• **Tugas Anda**:
a. Dalam renungan tentang rasa syukur, apa alasan penulis bersyukur karena tidak memiliki harta benda duniawi?
b. Tuliskan kembali bagian renungan tentang rasa syukur mulai dari "Namun, jika aku" hingga "harus ikhlas seikhlas-ikhlasnya." tanpa mengubah satu kata pun.
c. Lanjutkan renungan tentang rasa syukur itu, dimulai sesudah kalimat terakhirnya.

• **Sumber**:
Namun, jika aku menelisik ke masa-masa sebelumnya, yang muncul adalah rasa syukur. Aku justru bersyukur tidak seperti itu. Aku merasa bahwa Tuhan memberi aku rem dengan caraNYA. Ia hanya memperlihatkan apa-apa yang ada di dunia ini, tetapi tidak mengizinkan aku untuk melakukan hal yang sama.

Saat menyadari bahwa aku tidak memiliki harta benda duniawi, aku justru bersyukur. Karena aku tidak perlu repot-repot menjaganya. Toh, semua itu hanya titipan. Kedua anakku, yang terlahir dari rahimku sendiri, pun hanya titipan. Mereka bukan sepenuhnya milikku. Saat sudah tiba waktunya nanti, mereka adalah milik kehidupan. Aku hanya bisa memiliki seutuhnya sampai batas waktu tertentu. Bahkan sewaktu-waktu dipanggil kembali oleh Sang Pencipta, aku harus ikhlas seikhlas-ikhlasnya.

• **Data Tersimpan**:
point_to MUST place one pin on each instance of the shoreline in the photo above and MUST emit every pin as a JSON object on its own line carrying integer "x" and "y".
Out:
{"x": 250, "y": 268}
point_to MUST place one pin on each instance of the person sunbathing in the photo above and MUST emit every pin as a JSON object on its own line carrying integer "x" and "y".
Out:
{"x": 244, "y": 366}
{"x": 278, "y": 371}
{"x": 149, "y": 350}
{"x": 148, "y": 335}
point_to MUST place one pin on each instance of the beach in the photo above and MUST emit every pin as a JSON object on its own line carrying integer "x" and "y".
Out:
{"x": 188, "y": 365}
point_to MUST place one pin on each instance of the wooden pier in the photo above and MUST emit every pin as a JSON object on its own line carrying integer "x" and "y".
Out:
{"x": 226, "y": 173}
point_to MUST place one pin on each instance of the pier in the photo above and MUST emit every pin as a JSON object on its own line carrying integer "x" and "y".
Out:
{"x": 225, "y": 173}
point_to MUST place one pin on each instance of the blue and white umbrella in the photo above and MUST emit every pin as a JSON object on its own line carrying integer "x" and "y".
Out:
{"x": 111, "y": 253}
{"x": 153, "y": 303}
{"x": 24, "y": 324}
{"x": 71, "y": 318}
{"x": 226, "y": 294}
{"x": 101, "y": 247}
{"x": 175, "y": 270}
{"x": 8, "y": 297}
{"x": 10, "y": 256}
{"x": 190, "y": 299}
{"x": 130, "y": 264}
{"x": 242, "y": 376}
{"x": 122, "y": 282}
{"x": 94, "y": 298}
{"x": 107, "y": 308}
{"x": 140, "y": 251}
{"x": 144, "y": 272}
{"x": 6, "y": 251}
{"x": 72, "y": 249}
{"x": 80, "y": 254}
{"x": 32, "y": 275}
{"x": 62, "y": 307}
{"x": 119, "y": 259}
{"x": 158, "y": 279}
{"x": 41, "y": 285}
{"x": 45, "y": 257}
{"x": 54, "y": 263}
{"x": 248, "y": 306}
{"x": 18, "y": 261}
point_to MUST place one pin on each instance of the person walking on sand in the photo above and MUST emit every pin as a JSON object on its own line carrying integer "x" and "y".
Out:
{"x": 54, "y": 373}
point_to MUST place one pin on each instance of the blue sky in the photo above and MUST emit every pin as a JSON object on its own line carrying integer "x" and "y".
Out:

• **Jawaban Tugas**:
a. Karena tidak perlu repot-repot menjaganya.

b.
Namun, jika aku menelisik ke masa-masa sebelumnya, yang muncul adalah rasa syukur. Aku justru bersyukur tidak seperti itu. Aku merasa bahwa Tuhan memberi aku rem dengan caraNYA. Ia hanya memperlihatkan apa-apa yang ada di dunia ini, tetapi tidak mengizinkan aku untuk melakukan hal yang sama.

Saat menyadari bahwa aku tidak memiliki harta benda duniawi, aku justru bersyukur. Karena aku tidak perlu repot-repot menjaganya. Toh, semua itu hanya titipan. Kedua anakku, yang terlahir dari rahimku sendiri, pun hanya titipan. Mereka bukan sepenuhnya milikku. Saat sudah tiba waktunya nanti, mereka adalah milik kehidupan. Aku hanya bisa memiliki seutuhnya sampai batas waktu tertentu. Bahkan sewaktu-waktu dipanggil kembali oleh Sang Pencipta, aku harus ikhlas seikhlas-ikhlasnya.

c.
Oleh karena itu, setiap kali kusadari bahwa hidup di dunia hanya sementara dan bahwa semua yang ada di dunia ini hanya titipan, aku merasakan keikhlasan lahir dan batin atas semua perjalanan hidup yang aku lalui.

***

Aku percaya bahwa hidupku adalah skenarioNYA. Tinggal bagaimana aku menyikapi dan menjalani hidup ini. Tuhan memang selalu memberikan ujian terlebih dahulu untuk melatihku menyelesaikan soal-soal tersebut. Jika satu soal bisa aku selesaikan dengan baik, aku akan memasuki tahap ujian berikutnya. Selama itu pula, level kehidupanku mengalami kenaikan secara bertahap.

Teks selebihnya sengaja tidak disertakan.